Record list:
━━━━━━━━━━━━━━━━━━━━
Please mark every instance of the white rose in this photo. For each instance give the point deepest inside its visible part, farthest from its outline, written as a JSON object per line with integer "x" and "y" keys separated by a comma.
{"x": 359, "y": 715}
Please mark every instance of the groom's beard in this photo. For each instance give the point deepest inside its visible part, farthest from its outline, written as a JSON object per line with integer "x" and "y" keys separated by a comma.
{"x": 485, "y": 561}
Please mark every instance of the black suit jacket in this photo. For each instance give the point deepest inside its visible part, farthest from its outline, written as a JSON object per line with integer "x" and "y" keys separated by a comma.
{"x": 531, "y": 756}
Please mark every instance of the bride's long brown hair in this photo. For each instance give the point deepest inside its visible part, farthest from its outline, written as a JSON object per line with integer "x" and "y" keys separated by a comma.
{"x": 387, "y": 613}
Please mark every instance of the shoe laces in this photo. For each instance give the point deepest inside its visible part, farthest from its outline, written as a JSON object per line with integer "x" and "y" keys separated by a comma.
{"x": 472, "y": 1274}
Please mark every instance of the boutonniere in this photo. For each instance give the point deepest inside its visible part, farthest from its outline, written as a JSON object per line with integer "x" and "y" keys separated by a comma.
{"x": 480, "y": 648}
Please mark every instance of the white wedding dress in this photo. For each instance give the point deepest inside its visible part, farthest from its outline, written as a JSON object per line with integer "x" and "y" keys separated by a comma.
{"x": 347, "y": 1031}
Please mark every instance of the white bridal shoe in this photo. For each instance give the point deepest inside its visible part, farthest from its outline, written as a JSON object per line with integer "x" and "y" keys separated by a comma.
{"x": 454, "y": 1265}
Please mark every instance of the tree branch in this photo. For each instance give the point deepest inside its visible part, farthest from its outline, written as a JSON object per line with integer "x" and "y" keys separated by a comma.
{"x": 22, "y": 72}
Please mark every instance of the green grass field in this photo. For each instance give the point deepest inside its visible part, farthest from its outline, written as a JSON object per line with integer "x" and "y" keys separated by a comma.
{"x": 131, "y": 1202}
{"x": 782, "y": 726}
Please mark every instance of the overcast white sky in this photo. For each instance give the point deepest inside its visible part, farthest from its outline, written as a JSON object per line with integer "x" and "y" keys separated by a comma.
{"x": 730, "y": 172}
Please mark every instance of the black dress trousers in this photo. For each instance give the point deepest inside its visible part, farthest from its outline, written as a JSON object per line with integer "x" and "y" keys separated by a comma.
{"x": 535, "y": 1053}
━━━━━━━━━━━━━━━━━━━━
Task description: Reproduce all the records above with every "every instance" changed to "each occurrence", leaving everything else unchanged.

Complete answer:
Please mark each occurrence of the white rose in this photo. For each instance give the point deepest inside its visible part, farthest from its outline, written as a JSON object per line with integer "x" and "y" keys separated by a comma.
{"x": 359, "y": 715}
Please mark each occurrence of the groom's beard in this photo. For each instance give the point deepest inside its visible part, farthest from its outline, written as a JSON object per line with integer "x" and "y" keys separated by a comma.
{"x": 485, "y": 561}
Please mark each occurrence of the black suit jacket in this photo. For each instance give the point deepest inside its visible part, farthest from its outline, written as a JSON object per line with integer "x" and "y" keys separated by a comma.
{"x": 531, "y": 756}
Please mark each occurrence of the bride's long brown hair in this photo. For each instance give the point deepest inside its visible part, farthest from its outline, written as a JSON object per line with integer "x" and "y" keys separated by a comma.
{"x": 387, "y": 613}
Please mark each occurrence of the shoe laces in this photo. For each instance give the point deepest inside its visible part, farthest from its outline, written as a JSON object per line with integer "x" and "y" keys separated by a comma.
{"x": 472, "y": 1274}
Please mark each occurrence of the boutonniere in this photo. For each instance give the point deepest inside its visible part, farthest from its outline, written as a JSON object per line with integer "x" and "y" keys separated by a comma.
{"x": 480, "y": 648}
Please mark each occurrence of the white wedding dress in this photo. For each instance give the point deepest inside its visible part, farthest from its outline, written as a JSON object per line with integer "x" and "y" keys separated by a comma.
{"x": 347, "y": 1031}
Please mark each occurrence of the white bridal shoe in this photo. For each instance give the point deepest inside its visible part, farthest from its outline, written as a JSON object per line with integer "x" and "y" keys separated by a comma.
{"x": 454, "y": 1265}
Please mark each occurrence of the tree branch in this photo. For each instance give the point deepest inside its visible part, farthest from its outline, written as a JSON object per line with integer "x" and "y" keys separated by a comma.
{"x": 22, "y": 72}
Please mark each occurrence of the green grass field in this photo. For each instance give the point deepest inside its visible part, farthest from its outline, written as a JSON object per line with integer "x" and "y" keys separated by a comma.
{"x": 131, "y": 1202}
{"x": 782, "y": 726}
Please mark each occurrence of the overcast white sky in this photo. For each instance give the point deepest inside its visible part, farthest from its outline, written as a JSON object per line with integer "x" and "y" keys separated by a comma.
{"x": 730, "y": 172}
Please mark each occurrence of the black dress trousers in this photo. For each instance give the point deepest inside its visible part, farthest from its outline, written as a JSON object per line with integer "x" and "y" keys separated by a comma.
{"x": 535, "y": 1053}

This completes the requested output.